_PROBLEM TO SOLVE_. From the line containing "Outline every instance" onward to the last line of the data below, copy each line exactly and add nothing.

Stored items

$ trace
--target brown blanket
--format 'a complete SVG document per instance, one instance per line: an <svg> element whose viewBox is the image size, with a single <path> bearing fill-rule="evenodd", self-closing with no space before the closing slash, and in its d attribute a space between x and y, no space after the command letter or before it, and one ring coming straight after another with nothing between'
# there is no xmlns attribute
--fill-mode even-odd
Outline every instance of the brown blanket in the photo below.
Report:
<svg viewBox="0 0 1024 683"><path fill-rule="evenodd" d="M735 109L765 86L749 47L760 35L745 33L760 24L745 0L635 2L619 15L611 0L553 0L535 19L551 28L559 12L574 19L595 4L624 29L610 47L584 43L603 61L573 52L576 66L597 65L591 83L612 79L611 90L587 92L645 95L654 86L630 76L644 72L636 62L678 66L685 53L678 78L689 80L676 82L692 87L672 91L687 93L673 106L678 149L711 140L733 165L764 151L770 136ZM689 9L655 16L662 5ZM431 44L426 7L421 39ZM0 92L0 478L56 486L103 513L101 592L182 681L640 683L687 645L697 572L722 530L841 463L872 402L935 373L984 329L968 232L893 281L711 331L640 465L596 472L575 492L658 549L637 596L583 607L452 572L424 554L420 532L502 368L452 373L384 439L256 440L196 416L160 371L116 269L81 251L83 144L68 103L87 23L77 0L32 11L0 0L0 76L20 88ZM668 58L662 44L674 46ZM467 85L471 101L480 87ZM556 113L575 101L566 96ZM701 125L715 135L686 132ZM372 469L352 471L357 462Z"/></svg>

_OUTPUT OF THE EXERCISE_.
Outline every instance of the brown blanket in the photo below.
Report:
<svg viewBox="0 0 1024 683"><path fill-rule="evenodd" d="M735 109L765 86L749 47L760 35L745 33L760 24L745 0L635 2L619 15L611 0L553 0L535 19L551 28L559 12L574 19L595 4L624 29L610 47L584 43L603 61L573 52L576 66L597 65L591 83L612 79L611 90L587 92L645 95L654 86L630 76L644 72L636 62L678 66L685 53L678 78L689 80L676 82L692 87L672 91L687 93L673 106L678 149L711 140L733 165L764 151L770 136ZM689 9L655 16L662 5ZM431 44L426 7L421 39ZM0 92L0 478L56 486L103 513L101 592L182 681L640 683L687 645L697 572L722 530L841 463L872 402L935 373L984 329L968 232L893 281L711 331L640 465L596 472L575 492L658 549L637 596L583 607L452 572L424 554L420 532L502 368L452 373L384 439L256 440L196 416L160 371L116 269L81 251L83 144L68 103L87 23L77 0L32 11L0 0L0 76L20 88ZM668 58L662 44L674 46ZM467 85L471 101L480 87ZM556 113L575 101L566 96ZM701 125L715 135L686 132ZM372 469L352 471L357 462Z"/></svg>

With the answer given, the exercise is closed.